*** Dataset rows ***
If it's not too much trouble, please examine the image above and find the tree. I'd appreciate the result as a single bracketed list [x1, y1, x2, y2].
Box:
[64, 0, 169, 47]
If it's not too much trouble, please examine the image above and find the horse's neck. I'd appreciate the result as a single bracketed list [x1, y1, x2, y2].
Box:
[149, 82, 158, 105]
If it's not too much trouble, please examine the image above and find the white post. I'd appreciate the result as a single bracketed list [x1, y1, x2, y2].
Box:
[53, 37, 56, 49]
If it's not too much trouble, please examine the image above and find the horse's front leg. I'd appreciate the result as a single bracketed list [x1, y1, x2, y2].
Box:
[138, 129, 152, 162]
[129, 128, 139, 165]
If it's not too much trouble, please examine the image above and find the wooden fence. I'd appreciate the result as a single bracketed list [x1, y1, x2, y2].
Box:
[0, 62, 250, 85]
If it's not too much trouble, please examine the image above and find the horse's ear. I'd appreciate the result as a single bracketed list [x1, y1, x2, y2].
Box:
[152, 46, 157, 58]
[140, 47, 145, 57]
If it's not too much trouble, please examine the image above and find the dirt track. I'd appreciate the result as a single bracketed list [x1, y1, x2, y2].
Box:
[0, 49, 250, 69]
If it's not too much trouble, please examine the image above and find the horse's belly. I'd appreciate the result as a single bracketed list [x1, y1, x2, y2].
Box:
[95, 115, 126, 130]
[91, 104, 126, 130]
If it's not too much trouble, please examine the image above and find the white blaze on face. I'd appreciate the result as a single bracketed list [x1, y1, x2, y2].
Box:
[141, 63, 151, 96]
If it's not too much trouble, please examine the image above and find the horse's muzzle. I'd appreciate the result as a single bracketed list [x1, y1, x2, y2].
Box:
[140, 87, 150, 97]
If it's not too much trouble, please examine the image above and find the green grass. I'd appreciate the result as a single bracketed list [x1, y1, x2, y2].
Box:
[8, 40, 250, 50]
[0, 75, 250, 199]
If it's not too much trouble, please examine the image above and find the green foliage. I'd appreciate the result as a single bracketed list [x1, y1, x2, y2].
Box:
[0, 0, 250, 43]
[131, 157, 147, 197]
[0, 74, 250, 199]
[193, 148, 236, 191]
***
◆ **What is expected**
Rewrite the stretch of records from the line containing "the white blaze" through the line containing "[140, 87, 150, 97]", with the request lines included, and shift every box coordinate by adding 101 to it. Reproduce only those lines.

◆ **Answer for this exercise**
If it's not too much trouble, please examine the image above and find the white blaze on face. I'd appreciate the result as a single bracketed list [x1, y1, x2, y2].
Box:
[242, 164, 252, 197]
If it's not too much trouble, please examine the image above and find the horse's muzzle. I'd appreciate the result as a single bracketed list [x1, y1, x2, y2].
Box:
[241, 188, 251, 198]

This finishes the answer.